---- Quellenauszug

Moskau. . Die Tschetschenen Tamerlan und Dschochar Zarnajew sollen die Attentäter von Boston sein. Der eine hörte Lieder vom Heiligen Krieg, der andere dachte an Geld. Was wollten die beiden Männer? Die russischen Medien rätseln über die Motive.
Dass die beiden mutmaßlichen Attentäter von Boston offenbar aus Tschetschenien stammen, hat in Russland vorsichtige, zum Teil ratlose Reaktionen hervorgerufen. Die islamisch geprägte Teilrepublik im Nordkaukasus, früher abtrünnig und zweimal mit Waffengewalt in den russischen Staatsverband zurückgezwungen, gilt in Russland seit Langem als Hort des Terrors.
Zahlreiche Medien zitierten am Freitag die Website Dschochar Zarnajews des jüngeren der beiden Brüder in dem russischen sozialen Netzwerk „W Kontakte“. Dort gab der 19-jährige Student und Hobbyringer „Islam“ als Weltanschauung an, gleichzeitig bezeichnete er aber „Geld und Karriere“ als die wichtigsten Ziele in seinem Leben.

--------

(Gestellte Aufgabe 1)
Entnehmen Sie dem Bericht über die mutmaßlichen Attentäter von Boston den Abschnitt, der bei den Worten „Moskau. . Die“ einsetzt und nach „Hort des Terrors.“ endet, und geben Sie ihn wortgetreu wieder.
(Gestellte Aufgabe 2)
Schreiben Sie den Bericht über die mutmaßlichen Attentäter von Boston im Anschluss an seinen letzten Satz weiter.

---- Gegebene Informationen

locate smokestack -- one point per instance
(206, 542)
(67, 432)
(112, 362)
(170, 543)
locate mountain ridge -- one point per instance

--------

(Lösung der Aufgabe 1)
Moskau. . Die Tschetschenen Tamerlan und Dschochar Zarnajew sollen die Attentäter von Boston sein. Der eine hörte Lieder vom Heiligen Krieg, der andere dachte an Geld. Was wollten die beiden Männer? Die russischen Medien rätseln über die Motive.
Dass die beiden mutmaßlichen Attentäter von Boston offenbar aus Tschetschenien stammen, hat in Russland vorsichtige, zum Teil ratlose Reaktionen hervorgerufen. Die islamisch geprägte Teilrepublik im Nordkaukasus, früher abtrünnig und zweimal mit Waffengewalt in den russischen Staatsverband zurückgezwungen, gilt in Russland seit Langem als Hort des Terrors.

(Lösung der Aufgabe 2)
Tamerlans Ordner bei YouTube hieß „Terrorist“
Tamerlan Zarnajew, 26, der getötete Bruder und mutmaßliche Komplize, soll im vergangenen Jahr auf dem Video-Internetportal YouTube ein Nutzerkonto mit islamischen Videoclips eröffnet haben. Mehrere Dateien in einem Ordner namens „Terrorist“ dort sind gelöscht.
Tamerlan hörte Lieder des tschetschenischen Sängers Timur Muzirajew, dessen Song „Allah, Freiheit und Heiliger Krieg“ lange als inoffizielle Hymne des tschetschenischen Untergrunds galt. „Wenn sich bestätigt, dass sie an dem Attentat in Boston beteiligt waren, rückt die Version in den Vordergrund, dass Islamisten dahinter stecken“, schreibt die Tageszeitung Moskowski Komsomoljez.
Wer hat etwas von diesem Attentat?
Russische Experten rätselten am Freitag jedoch darüber, warum der islamistische Untergrund Tschetscheniens einen Terrorakt gegen die USA organisieren sollte, die gerade erst Ramsam Kadyrow, dem moskautreuen Republikchef, ein Einreiseverbot erteilt hatten. „Das legale Tschetschenien hat nichts von diesem Attentat, das illegale ebenso wenig“, sagte der Kaukasuspolitologe Enwer Kisrejew.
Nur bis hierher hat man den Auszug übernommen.